What you have to do → Set out each of the following lines as a numbered list, omitting any blank lines.

Input for this task →
-------

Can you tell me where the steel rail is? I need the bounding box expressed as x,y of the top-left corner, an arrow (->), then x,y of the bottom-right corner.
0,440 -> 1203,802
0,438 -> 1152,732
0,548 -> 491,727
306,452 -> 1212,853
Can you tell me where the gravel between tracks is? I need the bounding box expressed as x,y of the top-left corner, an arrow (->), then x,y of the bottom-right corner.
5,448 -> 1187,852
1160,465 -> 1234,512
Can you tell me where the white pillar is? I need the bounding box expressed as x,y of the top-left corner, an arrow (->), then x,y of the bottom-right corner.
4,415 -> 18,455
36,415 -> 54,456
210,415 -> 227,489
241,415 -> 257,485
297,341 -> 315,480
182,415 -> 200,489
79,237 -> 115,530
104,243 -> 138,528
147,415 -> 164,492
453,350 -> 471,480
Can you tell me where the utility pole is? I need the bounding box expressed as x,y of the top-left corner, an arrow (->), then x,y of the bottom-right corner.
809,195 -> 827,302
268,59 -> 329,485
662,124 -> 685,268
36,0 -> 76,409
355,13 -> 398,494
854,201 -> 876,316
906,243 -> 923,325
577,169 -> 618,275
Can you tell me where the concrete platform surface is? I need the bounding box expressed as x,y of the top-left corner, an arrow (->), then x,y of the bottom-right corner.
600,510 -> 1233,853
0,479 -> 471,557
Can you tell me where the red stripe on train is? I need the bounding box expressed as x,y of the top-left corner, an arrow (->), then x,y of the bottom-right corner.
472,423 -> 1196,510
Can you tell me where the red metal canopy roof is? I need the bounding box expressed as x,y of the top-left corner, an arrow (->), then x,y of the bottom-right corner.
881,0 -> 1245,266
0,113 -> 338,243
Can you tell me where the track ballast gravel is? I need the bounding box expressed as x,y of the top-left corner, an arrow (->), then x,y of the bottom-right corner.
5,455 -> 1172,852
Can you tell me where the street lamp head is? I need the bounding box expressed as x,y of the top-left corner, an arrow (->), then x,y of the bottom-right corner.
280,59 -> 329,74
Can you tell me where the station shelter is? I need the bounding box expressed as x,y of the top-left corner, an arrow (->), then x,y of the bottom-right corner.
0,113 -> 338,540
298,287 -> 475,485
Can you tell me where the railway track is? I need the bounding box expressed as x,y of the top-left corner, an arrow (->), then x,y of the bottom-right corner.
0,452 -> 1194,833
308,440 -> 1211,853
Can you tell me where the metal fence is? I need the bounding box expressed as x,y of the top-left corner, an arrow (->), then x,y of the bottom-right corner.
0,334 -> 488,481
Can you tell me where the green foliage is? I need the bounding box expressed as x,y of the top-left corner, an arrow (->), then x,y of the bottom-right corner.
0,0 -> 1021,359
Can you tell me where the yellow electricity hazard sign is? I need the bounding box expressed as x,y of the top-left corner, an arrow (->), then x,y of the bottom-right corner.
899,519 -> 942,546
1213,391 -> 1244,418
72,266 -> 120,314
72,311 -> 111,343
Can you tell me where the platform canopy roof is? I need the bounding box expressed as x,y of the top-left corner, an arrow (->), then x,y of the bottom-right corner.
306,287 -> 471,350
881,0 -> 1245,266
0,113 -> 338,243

-------

The result →
1. Can you tell me where the steel rail is? I need the bounding box expressed as x,y of the top-left corner, an arrow (->), then x,y of the bottom-right corner.
2. 0,440 -> 1203,802
3. 0,438 -> 1152,732
4. 0,548 -> 491,727
5. 306,452 -> 1212,853
6. Can you tell me where the gravel between tracks is? I need the bounding box expressed as x,y of the top-left corner, an arrow (->), then x,y of the bottom-right corner.
7. 5,448 -> 1187,852
8. 1160,465 -> 1234,512
9. Can you tell me where the white pillar is? I need the bounding box expressed as x,y of the top-left corner, an arrow (->), then x,y of the bottom-right corner.
10. 4,415 -> 18,455
11. 36,415 -> 54,456
12. 210,415 -> 227,489
13. 241,415 -> 257,485
14. 297,341 -> 315,480
15. 182,415 -> 200,489
16. 79,237 -> 115,530
17. 104,243 -> 138,528
18. 147,415 -> 164,492
19. 453,350 -> 471,480
20. Can you tell me where the utility pole is? I need the bounding box expressed as x,y of the top-left corner, an arrow (->), then x,y of the bottom-right corner.
21. 809,195 -> 827,302
22. 268,59 -> 329,485
23. 662,124 -> 685,268
24. 36,0 -> 76,409
25. 355,13 -> 398,494
26. 854,201 -> 876,316
27. 906,243 -> 923,325
28. 577,169 -> 618,275
29. Can you tell me where the concrete platform surface is? I need the bounding box expressed as x,y of the top-left corner, an arrow (->), then x,y of the bottom-right corner.
30. 600,510 -> 1233,853
31. 0,479 -> 471,557
32. Can you tell me where the red stripe on train is? I need the bounding box expressed as x,y of the top-left corner, an arrow (->), then x,y of the bottom-right corner.
33. 472,423 -> 1196,510
34. Can you tell me where the red metal canopy roof is? I need the bounding box expressed as x,y of the top-left corner, an arrow (->), then x,y of the bottom-right corner.
35. 881,0 -> 1245,266
36. 0,113 -> 338,243
37. Can you tell me where the track ballast gravel is? I need the bounding box expressed as x,y of the top-left corner, an arrow (->), then x,y of the bottom-right corner.
38. 5,455 -> 1172,852
39. Can you tell me where the street lamp head is? I need the bounding box expressed as x,y of the top-left corner, an arrow (->), then x,y of the bottom-right corner.
40. 280,59 -> 329,74
41. Can you tell me where the station shelter is? I need the bounding box expressed as x,y of the top-left corner, an arrow (->), then x,y of the bottom-right corner.
42. 0,113 -> 338,540
43. 298,287 -> 475,485
44. Can you tell me where the railway track is? I need the bounding box expressed as x,y of the top-left corner, an arrow (->), then x,y of the bottom-right corner.
45. 0,452 -> 1194,833
46. 308,440 -> 1211,853
47. Can you tell me where the metal fence is? I need the bounding box expressed as x,y of the top-left corner, an arrow (->), then x,y of the bottom-right corner.
48. 0,334 -> 488,481
49. Can you tell me where the green foliage is? I need the bounding box expressed as x,y of the top-left corner, an arrow (->), then x,y of the bottom-right corner.
50. 0,0 -> 1021,359
51. Can you tell me where the yellow electricity hazard sign is? I need the bounding box expressed as x,y of the top-left corner, an arrow (->), then x,y of the bottom-right corner.
52. 899,519 -> 942,546
53. 1213,391 -> 1244,418
54. 72,266 -> 120,314
55. 72,311 -> 111,343
56. Can you tell me where the platform canopy roof is? I need the bounding box expressed as x,y of the top-left corner, an arrow (->), then x,y of the bottom-right corner.
57. 306,287 -> 471,350
58. 881,0 -> 1245,266
59. 0,113 -> 338,243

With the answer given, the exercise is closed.